(Data extracted from a collection)
• • • •

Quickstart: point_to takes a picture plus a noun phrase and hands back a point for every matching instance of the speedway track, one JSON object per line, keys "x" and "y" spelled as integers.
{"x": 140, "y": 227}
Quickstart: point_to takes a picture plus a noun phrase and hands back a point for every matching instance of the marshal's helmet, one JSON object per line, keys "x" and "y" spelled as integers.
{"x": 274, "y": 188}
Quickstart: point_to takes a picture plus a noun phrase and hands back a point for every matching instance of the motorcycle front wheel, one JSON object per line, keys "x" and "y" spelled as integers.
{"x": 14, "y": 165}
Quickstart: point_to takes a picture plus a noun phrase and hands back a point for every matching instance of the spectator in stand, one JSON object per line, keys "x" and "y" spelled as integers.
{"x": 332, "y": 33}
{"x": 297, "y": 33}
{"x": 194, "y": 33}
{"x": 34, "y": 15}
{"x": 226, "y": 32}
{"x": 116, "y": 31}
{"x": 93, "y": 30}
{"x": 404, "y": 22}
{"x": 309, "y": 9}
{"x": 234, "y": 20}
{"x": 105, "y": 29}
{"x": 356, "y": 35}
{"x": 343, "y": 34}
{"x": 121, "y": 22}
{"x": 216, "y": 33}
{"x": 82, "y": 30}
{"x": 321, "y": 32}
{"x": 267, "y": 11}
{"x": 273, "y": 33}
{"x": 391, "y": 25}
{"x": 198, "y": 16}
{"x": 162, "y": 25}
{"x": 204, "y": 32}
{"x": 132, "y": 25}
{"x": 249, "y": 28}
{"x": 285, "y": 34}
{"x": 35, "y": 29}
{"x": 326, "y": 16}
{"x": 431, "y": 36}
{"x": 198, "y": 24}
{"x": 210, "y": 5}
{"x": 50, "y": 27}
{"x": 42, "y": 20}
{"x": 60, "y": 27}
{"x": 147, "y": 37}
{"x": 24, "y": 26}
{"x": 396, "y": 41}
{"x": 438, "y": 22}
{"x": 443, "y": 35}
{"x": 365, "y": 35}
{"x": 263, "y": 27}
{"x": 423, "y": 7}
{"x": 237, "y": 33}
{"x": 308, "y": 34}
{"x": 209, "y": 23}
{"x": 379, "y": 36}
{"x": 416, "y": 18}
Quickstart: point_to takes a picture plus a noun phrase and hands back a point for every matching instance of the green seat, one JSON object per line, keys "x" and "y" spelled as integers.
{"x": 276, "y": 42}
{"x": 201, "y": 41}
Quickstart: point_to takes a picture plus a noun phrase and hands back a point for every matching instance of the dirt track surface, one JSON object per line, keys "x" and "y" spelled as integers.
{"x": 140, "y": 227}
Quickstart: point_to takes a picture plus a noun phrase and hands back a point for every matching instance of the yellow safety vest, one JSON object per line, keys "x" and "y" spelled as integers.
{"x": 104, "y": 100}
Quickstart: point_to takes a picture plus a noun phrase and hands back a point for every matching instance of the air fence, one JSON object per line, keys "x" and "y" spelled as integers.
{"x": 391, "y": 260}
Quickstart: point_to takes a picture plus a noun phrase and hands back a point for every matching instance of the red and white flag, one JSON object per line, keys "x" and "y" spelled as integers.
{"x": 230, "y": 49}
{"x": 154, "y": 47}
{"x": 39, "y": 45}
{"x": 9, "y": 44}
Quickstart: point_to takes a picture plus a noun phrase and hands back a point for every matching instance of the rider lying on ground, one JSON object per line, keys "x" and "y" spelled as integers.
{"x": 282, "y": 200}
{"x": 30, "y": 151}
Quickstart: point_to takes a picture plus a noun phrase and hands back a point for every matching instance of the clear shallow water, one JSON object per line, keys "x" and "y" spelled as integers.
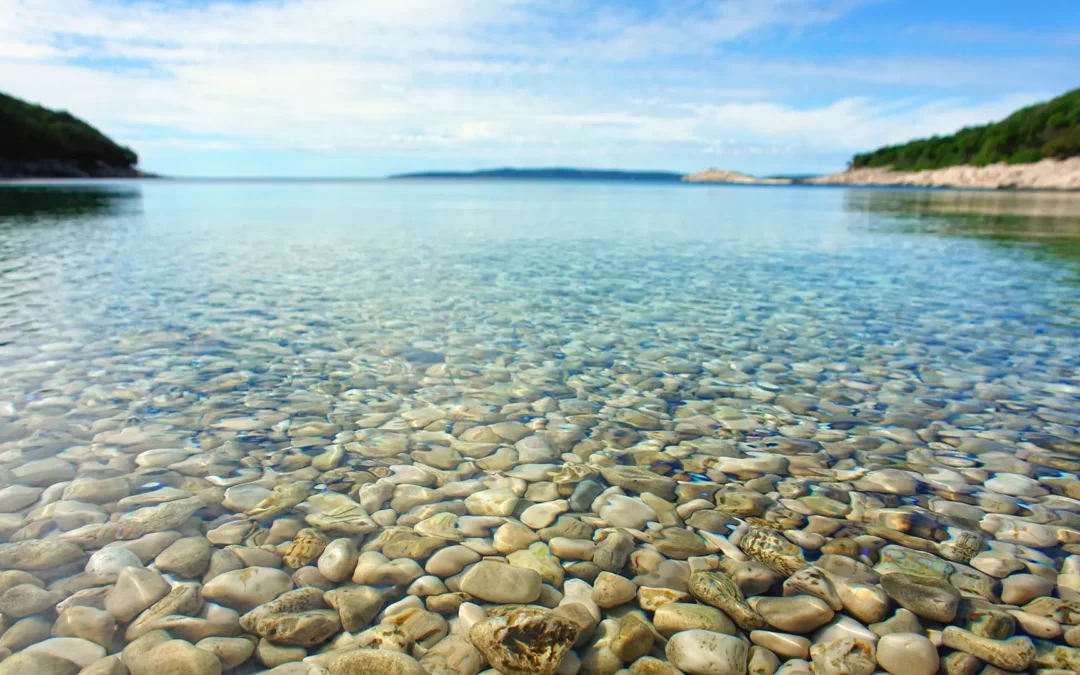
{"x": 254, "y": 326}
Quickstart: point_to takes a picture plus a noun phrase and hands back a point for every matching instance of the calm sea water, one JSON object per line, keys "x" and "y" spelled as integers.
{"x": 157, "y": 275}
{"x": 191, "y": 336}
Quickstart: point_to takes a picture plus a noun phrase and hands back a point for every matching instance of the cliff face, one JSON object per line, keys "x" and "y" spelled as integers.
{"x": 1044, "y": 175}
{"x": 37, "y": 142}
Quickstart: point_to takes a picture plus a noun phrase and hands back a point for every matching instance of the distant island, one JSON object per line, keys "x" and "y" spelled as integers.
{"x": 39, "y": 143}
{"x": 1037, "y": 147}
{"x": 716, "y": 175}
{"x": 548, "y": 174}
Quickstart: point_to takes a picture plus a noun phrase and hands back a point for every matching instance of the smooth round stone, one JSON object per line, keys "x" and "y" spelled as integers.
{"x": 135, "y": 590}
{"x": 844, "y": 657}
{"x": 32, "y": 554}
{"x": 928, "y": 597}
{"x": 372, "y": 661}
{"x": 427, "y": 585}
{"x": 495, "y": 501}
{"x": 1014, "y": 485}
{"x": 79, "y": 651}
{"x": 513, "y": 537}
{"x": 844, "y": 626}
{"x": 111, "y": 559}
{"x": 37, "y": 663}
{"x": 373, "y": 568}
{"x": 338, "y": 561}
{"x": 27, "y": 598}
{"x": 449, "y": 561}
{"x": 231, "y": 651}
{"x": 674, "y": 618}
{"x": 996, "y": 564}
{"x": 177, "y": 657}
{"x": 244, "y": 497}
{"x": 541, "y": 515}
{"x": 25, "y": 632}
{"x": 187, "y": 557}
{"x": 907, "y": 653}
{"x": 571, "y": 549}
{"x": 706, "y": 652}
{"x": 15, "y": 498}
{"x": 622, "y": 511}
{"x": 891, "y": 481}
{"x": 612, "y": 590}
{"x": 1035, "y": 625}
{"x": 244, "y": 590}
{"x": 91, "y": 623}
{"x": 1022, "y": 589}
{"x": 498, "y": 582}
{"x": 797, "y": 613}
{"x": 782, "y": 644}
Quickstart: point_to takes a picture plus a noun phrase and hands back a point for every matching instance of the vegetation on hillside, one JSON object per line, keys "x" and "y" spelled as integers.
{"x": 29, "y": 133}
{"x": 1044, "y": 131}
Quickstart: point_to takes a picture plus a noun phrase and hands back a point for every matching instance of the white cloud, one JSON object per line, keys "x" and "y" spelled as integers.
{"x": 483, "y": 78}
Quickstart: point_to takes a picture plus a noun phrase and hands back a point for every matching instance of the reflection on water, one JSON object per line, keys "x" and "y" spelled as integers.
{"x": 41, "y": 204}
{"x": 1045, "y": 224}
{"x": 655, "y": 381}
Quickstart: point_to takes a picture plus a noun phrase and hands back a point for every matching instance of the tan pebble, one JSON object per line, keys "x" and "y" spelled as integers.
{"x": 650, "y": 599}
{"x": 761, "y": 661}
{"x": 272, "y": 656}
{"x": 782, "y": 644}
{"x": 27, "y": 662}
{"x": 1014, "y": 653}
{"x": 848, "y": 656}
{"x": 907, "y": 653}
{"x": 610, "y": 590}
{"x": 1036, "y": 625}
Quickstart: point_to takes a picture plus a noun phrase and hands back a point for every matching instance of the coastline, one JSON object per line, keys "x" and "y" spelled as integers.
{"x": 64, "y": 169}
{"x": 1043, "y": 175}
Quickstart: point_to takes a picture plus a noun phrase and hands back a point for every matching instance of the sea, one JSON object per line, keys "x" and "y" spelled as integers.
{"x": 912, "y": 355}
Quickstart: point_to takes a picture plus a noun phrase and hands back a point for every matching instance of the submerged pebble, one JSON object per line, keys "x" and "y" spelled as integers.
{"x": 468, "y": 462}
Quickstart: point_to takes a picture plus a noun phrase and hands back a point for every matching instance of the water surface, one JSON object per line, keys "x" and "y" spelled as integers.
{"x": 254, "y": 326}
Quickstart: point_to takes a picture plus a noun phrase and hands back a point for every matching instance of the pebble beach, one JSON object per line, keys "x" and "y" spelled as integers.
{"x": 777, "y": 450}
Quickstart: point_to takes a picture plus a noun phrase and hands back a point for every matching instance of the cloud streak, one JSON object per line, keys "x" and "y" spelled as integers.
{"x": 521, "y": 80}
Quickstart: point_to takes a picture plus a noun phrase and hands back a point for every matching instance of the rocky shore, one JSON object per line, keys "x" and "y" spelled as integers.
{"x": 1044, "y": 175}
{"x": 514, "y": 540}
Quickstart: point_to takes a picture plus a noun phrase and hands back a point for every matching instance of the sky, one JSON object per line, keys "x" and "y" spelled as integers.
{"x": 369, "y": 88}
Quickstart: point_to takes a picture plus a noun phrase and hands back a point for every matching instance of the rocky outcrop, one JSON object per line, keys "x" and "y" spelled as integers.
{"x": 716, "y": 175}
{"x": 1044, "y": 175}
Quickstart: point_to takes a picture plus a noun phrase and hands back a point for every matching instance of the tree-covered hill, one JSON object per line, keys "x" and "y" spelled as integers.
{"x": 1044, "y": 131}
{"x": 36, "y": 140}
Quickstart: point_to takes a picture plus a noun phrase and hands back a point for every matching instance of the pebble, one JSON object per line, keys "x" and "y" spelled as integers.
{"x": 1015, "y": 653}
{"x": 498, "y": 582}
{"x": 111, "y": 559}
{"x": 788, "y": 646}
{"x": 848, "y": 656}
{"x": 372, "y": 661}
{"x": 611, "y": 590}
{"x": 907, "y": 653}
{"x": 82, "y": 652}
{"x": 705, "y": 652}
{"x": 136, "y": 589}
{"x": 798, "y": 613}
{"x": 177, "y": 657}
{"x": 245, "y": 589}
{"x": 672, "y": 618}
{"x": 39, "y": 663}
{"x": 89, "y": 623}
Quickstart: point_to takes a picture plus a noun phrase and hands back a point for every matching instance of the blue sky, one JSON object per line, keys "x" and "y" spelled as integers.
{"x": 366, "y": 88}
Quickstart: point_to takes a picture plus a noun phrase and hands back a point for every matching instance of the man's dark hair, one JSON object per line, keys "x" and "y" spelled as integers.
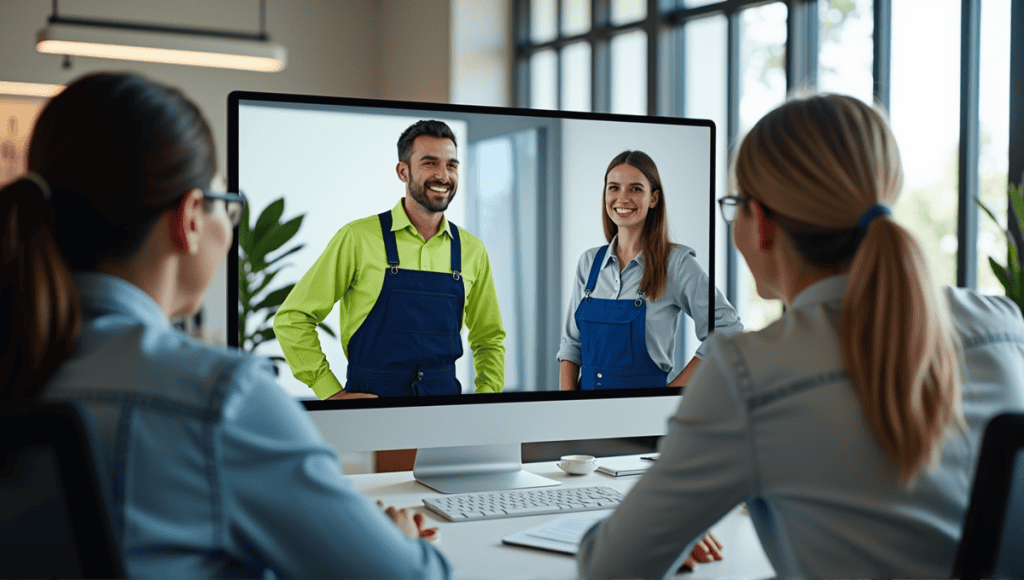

• • • •

* Objective *
Copy the lines starting at the line that contains "of the cloud" and running to the final line of the entries, inclusive; omit all pictures.

* The answer *
Quickstart: point_to takes a picture plus a noun phrase and hands back a point for every matching instance of the cloud streak, one JSON object per line, keys "x" and "y" spelled as integers.
{"x": 521, "y": 80}
Quickstart: point_to takes a picture plus a noun phrase and hands back a point for every matching instance of the rocky shore, one JSON object per line, keys "x" and "y" spelled as integers.
{"x": 1044, "y": 175}
{"x": 514, "y": 540}
Quickstart: point_to takes a picture plus a noun phrase and hands back a point for every matching instance of the sky, one JSON object per line, keys "x" and "y" spelled as integers.
{"x": 369, "y": 88}
Quickstart: point_to takes a picture plus a noun phrase and hands back a point for every matching instance of the rocky outcrop, one JSON object per line, keys "x" and "y" spelled as integers.
{"x": 716, "y": 175}
{"x": 1044, "y": 175}
Quickstart: point_to takes a picture plus a noun phrase and hands back a point for every matching instance of the tree-covered hill, one JSON object per line, keys "x" and "y" spelled as integers.
{"x": 1044, "y": 131}
{"x": 36, "y": 140}
Quickstart: point_to takes a picture plus a noun phrase and hands back a point for every matching instance of the pebble, one JSON object per line, keys "x" and "y" spelled as integers.
{"x": 1015, "y": 653}
{"x": 498, "y": 582}
{"x": 111, "y": 559}
{"x": 788, "y": 646}
{"x": 848, "y": 656}
{"x": 372, "y": 661}
{"x": 611, "y": 590}
{"x": 907, "y": 653}
{"x": 82, "y": 652}
{"x": 705, "y": 652}
{"x": 136, "y": 589}
{"x": 798, "y": 613}
{"x": 177, "y": 657}
{"x": 245, "y": 589}
{"x": 672, "y": 618}
{"x": 39, "y": 663}
{"x": 89, "y": 623}
Quickstart: point_to takes a picture plus a noun phrase and hands back a point for every matching instance of the blue sky, one JSON object per line, keys "x" and "y" spelled as integers.
{"x": 366, "y": 88}
Quickstart: point_to takes a picture plus a noun phrase and hands back a point for every matching instance of the man's dark hair, one JSON object per line, keys "x" and "y" spelled as integers.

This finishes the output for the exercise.